* [Provided records]:
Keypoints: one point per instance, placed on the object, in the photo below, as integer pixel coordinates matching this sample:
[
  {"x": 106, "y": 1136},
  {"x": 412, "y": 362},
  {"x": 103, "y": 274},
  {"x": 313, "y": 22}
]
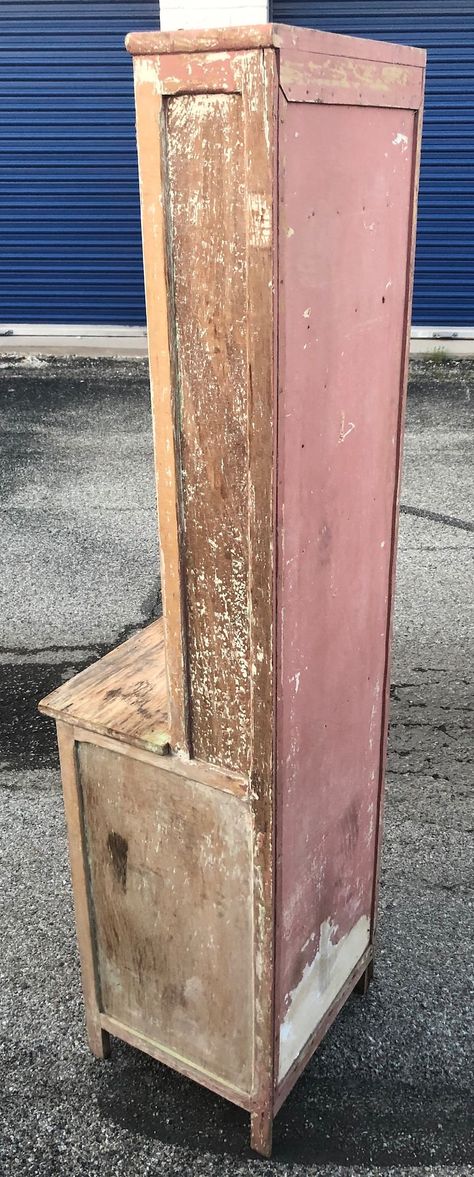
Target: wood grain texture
[
  {"x": 261, "y": 97},
  {"x": 344, "y": 247},
  {"x": 159, "y": 301},
  {"x": 171, "y": 876},
  {"x": 124, "y": 695},
  {"x": 178, "y": 763},
  {"x": 97, "y": 1036},
  {"x": 207, "y": 215},
  {"x": 280, "y": 37}
]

* [Task to complete]: Reproduce every entry word for word, but skip any pictures.

* [Task answer]:
Keypoints: one point per instance, placed on the object, in the photo below, as integer pixel coordinates matching this sample:
[
  {"x": 106, "y": 1136},
  {"x": 412, "y": 362},
  {"x": 103, "y": 274},
  {"x": 313, "y": 22}
]
Target: wood grain texture
[
  {"x": 261, "y": 97},
  {"x": 344, "y": 247},
  {"x": 159, "y": 301},
  {"x": 171, "y": 876},
  {"x": 124, "y": 695},
  {"x": 178, "y": 763},
  {"x": 97, "y": 1036},
  {"x": 207, "y": 215},
  {"x": 280, "y": 37}
]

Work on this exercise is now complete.